### 以下の課題
A – 山脇巖を論じた文章について、次の問いに答えよ。
(i) 日本人として一人目のバウハウス留学生は誰で、当時どんな職にあったか。
(ii) 山脇が学生時代からかかわった運動は何か。
(iii) 山脇の志向の結実とされているのは何か。
B – 山脇巖を論じた文章を、最後の文の後から書き継げ。

### 提示された文章
所収:深川雅文,杣田佳穂(監修)『開校100年 きたれ、バウハウス―造形教育の基礎』アートインプレッション
発行日:2019年8月
※WEB掲載に際して若干の加筆修正を施し,図版を追加した。
山脇巖の建築の仕事
梅宮弘光
戦後建築史における山脇巖
日本の近代建築史において山脇巖(1898~1987年)の名は,日本人として二人目のバウハウス留学生とし知られている。それは,一人目の留学生,東京美術学校助教授だった水谷武彦(1898~1969年)が戦後の情報発信に必ずしも積極的ではなかったのに対し,日本における窓口役を積極的に務めたことや,留学が夫婦揃ってのものであったことが作用していよう。
山脇は学生時代より当時の先端文化であった新劇運動にかかわり,その舞台美術や演出への関心を,モンタージュ写真やその技術を展開した写真壁画,さらにはディスプレイ・デザインへと展開させていった。
日本において,1920年代から30年代にかけて台頭する建築のモダニズムのなかに,従来的な建築の範疇を超え出て行くこうした傾向が現れるのはしごく当然のことで,こうした山脇の志向は,バウハウス経験の中で補強されていったと思われる。1939年のニューヨーク万博における国際部日本館の会場構成【図1】は,その結実である。
しかし,近代建築史におけるモダニズム叙述は,このような拡張傾向を自らの歴史に組み入れる回路をもたなかった。結果として,山脇のそれ以外の活動,つまり建築の仕事は,日本近・現代建築史の図ではなく地のなかに埋没していったように思われる。

### データ
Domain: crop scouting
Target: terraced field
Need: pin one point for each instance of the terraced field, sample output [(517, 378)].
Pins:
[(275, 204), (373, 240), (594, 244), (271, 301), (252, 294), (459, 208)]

### 課題の解答
A –
(i) 水谷武彦で、東京美術学校の助教授だった。
(ii) 新劇運動。
(iii) 1939年のニューヨーク万博での国際部日本館の会場構成。

B –
バウハウスから帰国後の1930年代後半,山脇はモダンスタイルの住宅を精力的に発表したにもかかわらず,それらに十分な眼が向けられないまま多くが失われていった。そのエッセンスともいえる画家・三岸好太郎(1903~34年)の画室が注目されるのは,1990年以降のことである*1。【図2a-b】
戦後,山脇は近代数寄屋に類するモダンな和風住宅を少なからず設計した。俳優座劇場や桐朋学園大学校舎,日本大学芸術学部キャンパス総合計画など比較的大規模なものもある。自営建築家として設計を続ける一方で,日本大学芸術学部で長く教職を務めたから,彼に直接関わった人びとにとっては大きな存在であったことは想像に難くない。にもかかわらず,山脇の戦後の仕事の印象は希薄というほかない。
山脇の作品は,竣工のたびに建築雑誌に紹介されることはあった。しかし一般論として,建築家がその作品とともに後々まで語り継がれるには,突出した存在として歴史叙述や評論に取り上げられたり,個人の名のもとに作品集が編まれるなどの二次的キュレーションが必要なのだ。そのためには建築家自身も雑誌に新作を発表するだけでは不足で,尖った作品を尖った言葉でアピールする必要がある。しかし,山脇はそのような活動をするタイプではなかった。
1960(昭和35)年に刊行の始まった『世界建築全集』(平凡社,)は,日本で初めて近・現代の都市と建築をテーマ化した建築全集である。全14巻のうち,第9巻(1961年)が「近代―ヨーロッパ・アメリカ・日本」,続く第10~14巻がすべて「現代」。近・現代に重点を置いた意欲的な企画である。この「近代」の巻に一箇所山脇が登場している。しかし建築家としてではない。フォトモンタージュ「バウハウスへの打撃」(1932年)の作者としてであった。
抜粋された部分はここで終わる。